* Texto do documento
No meu modesto entendimento há aí ofensa aos artigos 6º e 7º do Estatuto da Ordem, pois não há hierarquia entre os advogados, magistrados e membros do Ministério Público, devendo ser todos tratados com igual dignidade. Há também ofensa ao art. 7º, inciso VI, da Lei nº 8.906, de 1994, segundo a qual o advogado pode ingressar livremente em qualquer local onde funcione repartição judicial ou outro serviço público onde deva praticar ou colher prova ou informação útil ao exercício de sua profissão, dentro do expediente ou fora dele.
Esta prática tem tomado conta dos locais “públicos” e de forma indiscriminada, acarretando enormes prejuízos à regulamentação de trânsito, pois a “privatização” da via pública, em vez de garantir o direito de todos, privilegia alguns poucos, evidenciando a postura histórica de “favorecimento aos amigos do rei”, o que nos obriga a análise da questão principal aqui levantada: Como determinar os casos de regulamentação de estacionamento na via pública? Constantemente os colegas advogados tem seus carros multados e as vezes até apreendidos, já que os únicos locais que restam são todos precários, sujeitos às multas por mal estacionamento.
O Tribunal de Justiça do Estado de São Paulo reviu sua posição e tem declarado, ultimamente, a inconstitucionalidade de leis municipais que desatendam a orientação suprema. Por isso mesmo, o Ministério Público do Estado de São Paulo tem ingressado reiteradamente com ações civis públicas postulando: a) a anulação da lei municipal, por ter, indevidamente, privatizado bens públicos de uso comum, impedindo o acesso do povo a eles; b) a anulação de eventual termo de outorga de concessão administrativa desses bens públicos em favor das respectivas associações de moradores: c) a responsabilização, por improbidade administrativa, dos elaboradores de tais diplomas legais (V. REsp 947596/SP, Min.Eliana Calmon, em 25.08.2009).
Eu particularmente acredito que em muitos os casos a medida é ilegal e imoral, pois o órgão está privatizando o espaço que não lhe pertence. “O órgão privatiza espaço que não lhe pertence, pois as ruas no entorno do prédio são de uso comum do cidadão e não espaço particular deste poder, seja ele executivo, legislativo ou o judiciário. E, a mim me passa a impressão de uso abusivo de autoridade, o que é inadmissível. Estamos diante de dois pesos e duas medidas.
O assunto comporta, naturalmente, uma análise mais acurada, mas o que se pretende é abrir espaço para discussão do tema. Não tenho a intenção de atacar esta ou aquela regulamentação de estacionamento, mas à vista dos exemplos citados, penso que deve a autoridade de trânsito utilizar como parâmetro primordial para a criação de vagas privativas de estacionamento o INTERESSE PÚBLICO que respeite o cidadão.

* Solicitação
No texto sobre estacionamento na via pública, qual deve ser o parâmetro primordial da autoridade de trânsito para criar vagas privativas de estacionamento?

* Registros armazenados
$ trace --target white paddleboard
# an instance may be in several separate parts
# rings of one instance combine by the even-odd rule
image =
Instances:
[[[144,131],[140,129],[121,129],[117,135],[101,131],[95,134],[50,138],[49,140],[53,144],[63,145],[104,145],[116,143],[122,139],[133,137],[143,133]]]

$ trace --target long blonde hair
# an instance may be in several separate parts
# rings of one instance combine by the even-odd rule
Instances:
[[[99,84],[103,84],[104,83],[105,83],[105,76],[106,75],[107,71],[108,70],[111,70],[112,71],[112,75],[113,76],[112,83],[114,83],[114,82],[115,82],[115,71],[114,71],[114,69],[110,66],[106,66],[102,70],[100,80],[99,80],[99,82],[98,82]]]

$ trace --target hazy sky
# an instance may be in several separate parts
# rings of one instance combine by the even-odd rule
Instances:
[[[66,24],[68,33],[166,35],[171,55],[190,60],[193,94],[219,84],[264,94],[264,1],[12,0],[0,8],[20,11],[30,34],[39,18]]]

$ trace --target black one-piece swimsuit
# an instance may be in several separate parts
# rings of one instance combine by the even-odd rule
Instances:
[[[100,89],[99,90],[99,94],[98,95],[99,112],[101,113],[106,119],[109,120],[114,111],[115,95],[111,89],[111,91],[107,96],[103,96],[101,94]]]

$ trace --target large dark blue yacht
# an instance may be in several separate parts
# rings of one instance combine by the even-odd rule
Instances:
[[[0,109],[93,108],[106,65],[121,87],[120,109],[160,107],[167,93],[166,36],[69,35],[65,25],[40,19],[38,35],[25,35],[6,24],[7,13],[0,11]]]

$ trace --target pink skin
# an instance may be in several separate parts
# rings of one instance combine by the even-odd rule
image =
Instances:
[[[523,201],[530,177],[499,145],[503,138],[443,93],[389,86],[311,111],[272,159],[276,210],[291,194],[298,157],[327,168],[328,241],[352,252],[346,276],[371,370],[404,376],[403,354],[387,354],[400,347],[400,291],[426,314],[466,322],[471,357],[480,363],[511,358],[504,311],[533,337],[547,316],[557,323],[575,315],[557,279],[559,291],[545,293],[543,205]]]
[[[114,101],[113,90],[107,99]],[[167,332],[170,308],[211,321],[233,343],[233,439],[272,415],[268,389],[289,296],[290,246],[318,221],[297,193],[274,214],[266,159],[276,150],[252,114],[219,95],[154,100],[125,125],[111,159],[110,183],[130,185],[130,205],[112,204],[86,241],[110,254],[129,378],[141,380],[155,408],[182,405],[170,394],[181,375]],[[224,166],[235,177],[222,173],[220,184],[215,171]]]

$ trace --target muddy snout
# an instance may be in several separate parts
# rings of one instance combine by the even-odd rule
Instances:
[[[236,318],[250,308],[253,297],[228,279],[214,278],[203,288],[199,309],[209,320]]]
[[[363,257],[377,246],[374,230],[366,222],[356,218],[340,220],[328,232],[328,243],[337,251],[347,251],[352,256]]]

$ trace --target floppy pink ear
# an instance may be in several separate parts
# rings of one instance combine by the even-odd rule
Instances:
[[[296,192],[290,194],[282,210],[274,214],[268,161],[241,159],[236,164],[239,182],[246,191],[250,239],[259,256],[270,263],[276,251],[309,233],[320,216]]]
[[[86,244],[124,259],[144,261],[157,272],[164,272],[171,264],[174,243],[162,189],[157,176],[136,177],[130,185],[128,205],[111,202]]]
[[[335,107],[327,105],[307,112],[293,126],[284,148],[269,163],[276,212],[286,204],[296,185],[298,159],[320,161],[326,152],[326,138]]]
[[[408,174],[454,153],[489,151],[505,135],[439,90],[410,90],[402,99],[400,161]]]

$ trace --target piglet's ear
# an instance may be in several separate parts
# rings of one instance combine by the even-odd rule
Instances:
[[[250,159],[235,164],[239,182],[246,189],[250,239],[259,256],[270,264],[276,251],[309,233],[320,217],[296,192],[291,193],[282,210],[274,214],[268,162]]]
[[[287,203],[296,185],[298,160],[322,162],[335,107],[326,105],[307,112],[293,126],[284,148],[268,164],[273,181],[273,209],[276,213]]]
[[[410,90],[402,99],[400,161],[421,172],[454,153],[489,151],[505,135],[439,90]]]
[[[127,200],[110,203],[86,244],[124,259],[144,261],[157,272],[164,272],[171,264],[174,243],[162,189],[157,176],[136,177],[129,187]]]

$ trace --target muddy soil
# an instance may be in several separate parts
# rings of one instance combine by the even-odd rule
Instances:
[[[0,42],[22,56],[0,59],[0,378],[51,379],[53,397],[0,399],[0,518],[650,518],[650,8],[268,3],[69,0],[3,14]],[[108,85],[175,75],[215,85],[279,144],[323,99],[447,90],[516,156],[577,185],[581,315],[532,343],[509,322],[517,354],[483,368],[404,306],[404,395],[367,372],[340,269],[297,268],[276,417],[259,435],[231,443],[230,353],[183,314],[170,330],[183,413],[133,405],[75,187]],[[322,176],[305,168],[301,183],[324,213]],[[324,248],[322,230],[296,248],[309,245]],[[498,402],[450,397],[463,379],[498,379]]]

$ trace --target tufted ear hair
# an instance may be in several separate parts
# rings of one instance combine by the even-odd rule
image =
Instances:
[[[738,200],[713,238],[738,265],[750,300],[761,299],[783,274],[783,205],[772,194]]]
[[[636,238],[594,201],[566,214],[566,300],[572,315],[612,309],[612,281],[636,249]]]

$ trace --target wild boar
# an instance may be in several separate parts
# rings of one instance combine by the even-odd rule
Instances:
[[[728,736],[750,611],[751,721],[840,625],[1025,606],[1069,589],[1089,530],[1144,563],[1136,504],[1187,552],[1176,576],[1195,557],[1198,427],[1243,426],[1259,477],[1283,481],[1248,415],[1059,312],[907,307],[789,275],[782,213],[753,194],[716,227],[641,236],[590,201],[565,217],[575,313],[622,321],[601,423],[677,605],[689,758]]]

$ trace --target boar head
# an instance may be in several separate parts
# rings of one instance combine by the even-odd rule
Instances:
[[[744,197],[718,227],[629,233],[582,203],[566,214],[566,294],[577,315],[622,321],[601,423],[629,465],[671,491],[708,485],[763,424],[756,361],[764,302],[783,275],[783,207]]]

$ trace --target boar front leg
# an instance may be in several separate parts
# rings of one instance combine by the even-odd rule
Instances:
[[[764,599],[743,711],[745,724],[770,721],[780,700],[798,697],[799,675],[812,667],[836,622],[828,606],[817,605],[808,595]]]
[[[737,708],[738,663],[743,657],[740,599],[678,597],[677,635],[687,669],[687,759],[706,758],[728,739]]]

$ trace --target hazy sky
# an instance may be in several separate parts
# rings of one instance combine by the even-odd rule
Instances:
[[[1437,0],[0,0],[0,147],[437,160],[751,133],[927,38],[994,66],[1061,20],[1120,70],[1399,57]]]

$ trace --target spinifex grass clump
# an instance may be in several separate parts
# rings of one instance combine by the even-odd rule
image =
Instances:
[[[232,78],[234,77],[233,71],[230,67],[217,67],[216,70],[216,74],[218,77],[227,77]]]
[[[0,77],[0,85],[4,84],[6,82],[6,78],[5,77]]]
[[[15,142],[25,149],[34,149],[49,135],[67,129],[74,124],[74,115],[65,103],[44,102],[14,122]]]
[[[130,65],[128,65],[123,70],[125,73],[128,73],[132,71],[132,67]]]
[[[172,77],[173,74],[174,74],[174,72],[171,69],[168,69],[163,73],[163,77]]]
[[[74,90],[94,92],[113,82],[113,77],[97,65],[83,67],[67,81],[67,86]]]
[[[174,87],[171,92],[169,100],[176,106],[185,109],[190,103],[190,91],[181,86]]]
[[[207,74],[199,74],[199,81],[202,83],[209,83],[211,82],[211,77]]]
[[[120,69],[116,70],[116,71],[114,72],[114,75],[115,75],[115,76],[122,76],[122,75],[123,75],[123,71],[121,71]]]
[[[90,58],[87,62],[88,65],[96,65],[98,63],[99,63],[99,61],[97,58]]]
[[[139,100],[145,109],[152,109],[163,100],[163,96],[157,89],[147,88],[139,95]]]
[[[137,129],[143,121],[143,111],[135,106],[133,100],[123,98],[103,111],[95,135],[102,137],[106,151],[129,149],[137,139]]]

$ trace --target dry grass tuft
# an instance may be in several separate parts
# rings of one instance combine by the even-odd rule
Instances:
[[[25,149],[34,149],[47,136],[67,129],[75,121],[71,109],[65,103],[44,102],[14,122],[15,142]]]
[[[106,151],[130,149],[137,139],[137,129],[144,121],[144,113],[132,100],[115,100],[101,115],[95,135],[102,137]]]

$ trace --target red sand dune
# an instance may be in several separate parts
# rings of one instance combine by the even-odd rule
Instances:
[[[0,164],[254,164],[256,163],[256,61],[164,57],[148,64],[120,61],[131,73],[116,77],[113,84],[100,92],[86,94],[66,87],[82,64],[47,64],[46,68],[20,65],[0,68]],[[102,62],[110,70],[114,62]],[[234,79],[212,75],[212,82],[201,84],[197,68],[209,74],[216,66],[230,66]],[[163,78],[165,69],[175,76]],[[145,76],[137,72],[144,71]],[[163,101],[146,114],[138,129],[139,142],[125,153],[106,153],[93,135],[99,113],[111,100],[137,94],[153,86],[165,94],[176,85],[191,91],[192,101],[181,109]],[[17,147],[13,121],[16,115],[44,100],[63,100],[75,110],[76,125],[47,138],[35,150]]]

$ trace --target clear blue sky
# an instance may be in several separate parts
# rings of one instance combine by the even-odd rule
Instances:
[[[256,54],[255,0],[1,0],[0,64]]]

* Resultado correto
O interesse público que respeite o cidadão.